What this task involves: Print out the material that follows word for word.

┌────────

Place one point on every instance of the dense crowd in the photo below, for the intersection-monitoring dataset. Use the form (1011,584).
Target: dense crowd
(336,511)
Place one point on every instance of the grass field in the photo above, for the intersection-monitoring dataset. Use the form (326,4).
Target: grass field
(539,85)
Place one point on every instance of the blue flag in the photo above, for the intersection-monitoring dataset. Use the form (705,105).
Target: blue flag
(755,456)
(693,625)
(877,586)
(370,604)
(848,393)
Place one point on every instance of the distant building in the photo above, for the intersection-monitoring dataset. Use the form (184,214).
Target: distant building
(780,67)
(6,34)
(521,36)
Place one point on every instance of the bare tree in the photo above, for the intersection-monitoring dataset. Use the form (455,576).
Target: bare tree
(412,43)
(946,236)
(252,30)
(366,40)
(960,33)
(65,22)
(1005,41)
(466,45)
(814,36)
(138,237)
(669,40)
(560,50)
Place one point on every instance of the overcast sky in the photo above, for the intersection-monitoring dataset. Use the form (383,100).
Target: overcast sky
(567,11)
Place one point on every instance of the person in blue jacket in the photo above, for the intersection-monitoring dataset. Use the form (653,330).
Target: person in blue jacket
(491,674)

└────────

Worked answer:
Place one point on every instance of the dense crowd in the photo below, for the intersection-monitoring dataset. Use the form (1011,584).
Target: dense crowd
(336,511)
Place one point on every instance of the grass field in the photo above, for the intersection-monitoring dataset. Use the form (326,4).
Target: grass field
(539,85)
Place one point on every instance of the blue flag in the photo above, for the intersection-monitoring dataset. Use the form (705,105).
Target: blue flag
(755,456)
(693,625)
(877,586)
(370,604)
(848,393)
Place one point on every instance of the distant building in the photo above, for the intersection-monitoring dataset. Use the form (184,214).
Target: distant building
(780,67)
(6,34)
(521,36)
Place one point on every instance of the bare tree in the photo above, for the intersection-monitoring dataset. Use the form (455,576).
Target: bare tree
(412,43)
(946,236)
(252,30)
(366,40)
(960,33)
(65,22)
(1005,41)
(466,45)
(814,36)
(138,237)
(669,40)
(560,50)
Place one point on every instance of the overcast sky in the photo above, for the intersection-monitoring dataset. Use the form (383,100).
Target: overcast sky
(567,11)
Place one point on every instance of the person in blue jacket in the photo above, for the intersection-monitoring dataset. Use the form (653,330).
Target: person in blue jacket
(491,674)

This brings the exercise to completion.